++++ GIVEN DATA ++++

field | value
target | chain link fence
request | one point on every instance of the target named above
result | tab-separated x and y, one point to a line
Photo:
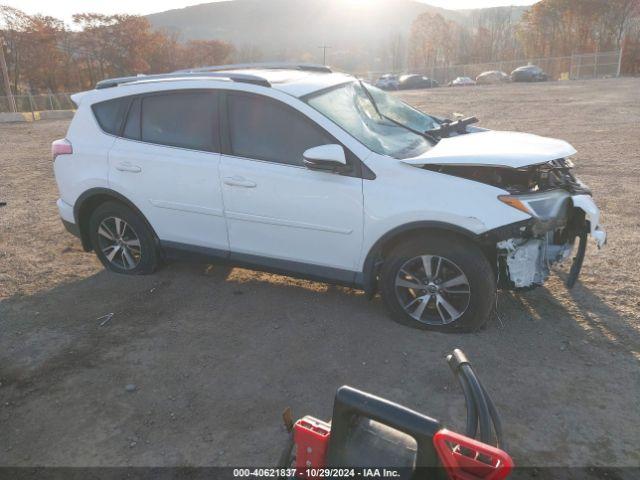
583	66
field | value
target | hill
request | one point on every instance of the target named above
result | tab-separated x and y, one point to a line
356	31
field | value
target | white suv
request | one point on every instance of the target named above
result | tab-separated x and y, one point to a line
299	170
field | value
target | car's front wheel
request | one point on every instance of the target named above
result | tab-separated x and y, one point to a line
438	282
122	240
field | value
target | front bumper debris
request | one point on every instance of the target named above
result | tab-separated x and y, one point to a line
525	261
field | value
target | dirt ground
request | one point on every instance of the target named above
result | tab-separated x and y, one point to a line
215	354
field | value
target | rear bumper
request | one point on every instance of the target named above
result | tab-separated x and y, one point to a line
66	215
66	211
72	228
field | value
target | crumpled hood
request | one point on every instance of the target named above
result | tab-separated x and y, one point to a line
494	148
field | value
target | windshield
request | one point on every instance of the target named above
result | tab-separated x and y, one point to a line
351	108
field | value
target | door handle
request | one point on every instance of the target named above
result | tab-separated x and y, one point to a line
236	181
128	167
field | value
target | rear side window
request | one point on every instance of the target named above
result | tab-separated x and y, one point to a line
180	119
132	127
110	114
264	129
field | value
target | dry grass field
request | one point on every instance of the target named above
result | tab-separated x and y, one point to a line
215	354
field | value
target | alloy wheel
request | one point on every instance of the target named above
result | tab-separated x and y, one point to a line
119	243
432	289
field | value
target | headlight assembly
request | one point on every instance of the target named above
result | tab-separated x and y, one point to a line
541	205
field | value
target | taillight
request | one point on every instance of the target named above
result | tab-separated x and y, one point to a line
61	147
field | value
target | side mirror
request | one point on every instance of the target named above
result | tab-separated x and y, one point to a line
327	158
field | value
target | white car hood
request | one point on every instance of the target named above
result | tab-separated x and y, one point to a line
494	148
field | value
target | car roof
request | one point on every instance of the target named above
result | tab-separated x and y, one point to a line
297	82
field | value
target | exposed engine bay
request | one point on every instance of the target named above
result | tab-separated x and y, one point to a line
562	215
530	179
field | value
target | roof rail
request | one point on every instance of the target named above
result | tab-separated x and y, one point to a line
312	67
234	77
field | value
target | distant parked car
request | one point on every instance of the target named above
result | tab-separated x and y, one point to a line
529	73
462	82
492	77
408	82
388	82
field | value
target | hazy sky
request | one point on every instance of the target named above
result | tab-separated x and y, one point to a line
65	8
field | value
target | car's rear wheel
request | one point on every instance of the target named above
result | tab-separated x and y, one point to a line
438	282
122	240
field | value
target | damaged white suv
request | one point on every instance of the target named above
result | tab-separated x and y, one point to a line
302	171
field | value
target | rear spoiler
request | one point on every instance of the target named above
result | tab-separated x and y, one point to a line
77	97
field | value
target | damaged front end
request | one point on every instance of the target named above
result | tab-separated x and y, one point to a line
562	215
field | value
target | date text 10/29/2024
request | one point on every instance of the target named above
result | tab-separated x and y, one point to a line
316	472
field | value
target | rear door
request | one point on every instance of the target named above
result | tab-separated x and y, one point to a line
279	212
167	162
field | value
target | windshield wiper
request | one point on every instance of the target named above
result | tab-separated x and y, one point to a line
448	127
428	135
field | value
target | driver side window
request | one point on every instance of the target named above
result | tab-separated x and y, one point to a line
264	129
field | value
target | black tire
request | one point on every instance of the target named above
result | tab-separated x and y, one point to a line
145	258
456	252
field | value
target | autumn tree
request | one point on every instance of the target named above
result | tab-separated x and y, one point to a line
431	41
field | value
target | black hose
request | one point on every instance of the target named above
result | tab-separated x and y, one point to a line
495	419
484	418
480	408
472	411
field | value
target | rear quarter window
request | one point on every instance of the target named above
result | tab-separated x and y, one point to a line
110	114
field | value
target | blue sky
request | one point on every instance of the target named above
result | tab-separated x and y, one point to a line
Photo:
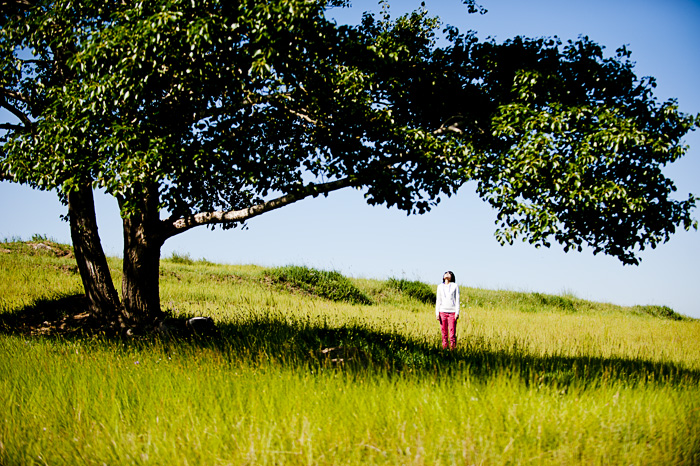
341	232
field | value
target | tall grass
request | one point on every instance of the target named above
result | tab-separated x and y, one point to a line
299	379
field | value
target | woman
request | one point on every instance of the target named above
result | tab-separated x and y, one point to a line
447	309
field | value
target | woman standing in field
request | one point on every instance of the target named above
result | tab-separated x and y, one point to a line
447	309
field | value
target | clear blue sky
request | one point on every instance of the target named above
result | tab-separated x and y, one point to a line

++++

Pictures in the records must not appear in the copy; transcribe everything else precisely.

- THE OUTPUT:
field | value
target | chain link fence
request | one point on every instance of the target named above
result | tab-separated x and y, one point to a line
Photo:
583	66
field | value
target | hill
request | one point on every instance of the target named above
result | tab-separated x and y, one point to a line
356	31
field | value
target | white suv
request | one point on every instance of the target named above
result | tab-separated x and y, one point to a line
299	170
field | value
target | car's front wheel
request | one point on every instance of the target named above
result | tab-separated x and y, one point to a line
438	282
122	240
field | value
target | front bumper debris
request | one point on every instance of the target named above
result | tab-separated x and y, one point to a line
525	261
field | value
target | dirt ground
request | one point on every instance of the target named above
result | tab-separated x and y, one point to a line
215	354
field | value
target | rear bumper
request | one point on every instance of the target named above
result | tab-separated x and y, one point to a line
66	215
66	211
72	228
field | value
target | crumpled hood
request | one point on every instance of the target named above
result | tab-separated x and y, one point to a line
494	148
field | value
target | windshield
request | one point on every instance of the target named above
result | tab-separated x and y, one point to a line
351	108
field | value
target | door handle
request | one point on every instance of the target named above
result | tab-separated x and y, one point to a line
236	181
128	167
field | value
target | rear side window
request | one point on every instance of the target named above
result | tab-separated x and y, one point to a line
180	119
132	127
110	114
264	129
field | value
target | dry grass field
request | one point on every instance of the target named above
result | tab-separated x and y, one point to a line
215	354
field | value
target | alloy wheel
request | one point on every instance of the target named above
result | tab-separated x and y, one point to a line
119	243
432	289
field | value
target | headlight assembly
request | one point on every instance of the target named above
result | tab-separated x and y, one point to a line
541	205
field | value
target | taillight
request | one point on every instance of the target named above
result | tab-separated x and y, one point to a line
61	147
field | value
target | side mirror
request | one point on every instance of the target named above
result | tab-separated x and y, one point to a line
327	158
field | value
target | white car hood
request | one point on every instance of the target named above
result | tab-separated x and y, one point to a line
494	148
field | value
target | car roof
request | one point on every instance of the target named above
result | tab-separated x and y, one point to a line
297	82
field | value
target | exposed engine bay
request | one point on every instance of the target named above
result | tab-separated x and y, one point to a line
562	215
530	179
field | value
target | roof rail
request | one point on every instance of the target named above
result | tab-separated x and y, one point to a line
312	67
234	77
field | value
target | distant parked car
request | one point on every instance of the target named above
result | tab-separated x and y, one point to a line
529	73
462	82
492	77
408	82
388	82
field | value
target | hazy sky
request | one point on every instance of the target named above
result | tab-separated x and y, one point to a line
65	8
field | value
target | car's rear wheel
request | one point on every instance of the target named above
result | tab-separated x and y, one point to a line
438	282
122	240
field | value
target | damaged white suv
request | one point on every instance of the target named above
result | tab-separated x and y, one point to a line
302	171
field | value
target | rear spoiler
request | one point on every instance of the target named above
result | tab-separated x and y, one point to a line
77	97
field | value
target | damaged front end
request | one point on every instance of the target named above
result | tab-separated x and y, one point to a line
562	215
field | value
target | date text 10/29/2024
request | one point on every instance of the target named above
result | tab-separated x and y, one point to a line
316	472
field | value
target | rear door
request | one point on every instance of the target named above
result | tab-separated x and y, one point to a line
279	212
167	162
field | value
target | windshield wiper
request | one point on every instance of the target named above
result | tab-separated x and y, one point to a line
448	127
428	135
field | value
target | driver side window
request | one point on every instance of the target named above
result | tab-separated x and y, one point to a line
264	129
field | value
target | black tire
request | one point on every instance of the target named above
result | tab-separated x and y, one point to a line
145	258
456	252
field | value
target | autumn tree
request | one point on every instance of the target named above
result | tab-separated x and y, one point to a line
431	41
field | value
target | black hose
request | one point on every instance of the target named above
result | tab-separated x and y, one point to a line
495	419
484	418
480	408
472	411
field | value
target | rear quarter window
request | one point on every instance of the target named above
result | tab-separated x and y, one point to a line
110	114
field | value
target | blue sky
request | one point on every instance of the target named above
result | tab-separated x and y, one point to a line
Photo:
341	232
field | value
target | tall grass
request | one point on every instance of the target named above
result | tab-separated x and y, one point to a line
299	379
field | value
target | woman
request | one point on every instance of the target named above
result | tab-separated x and y, one point to a line
447	309
field | value
target | woman standing in field
request | one point on every instance of the target named above
result | tab-separated x and y, one point to a line
447	309
field | value
target | clear blue sky
request | one point on every instance of the target named above
result | tab-separated x and y, one point to a line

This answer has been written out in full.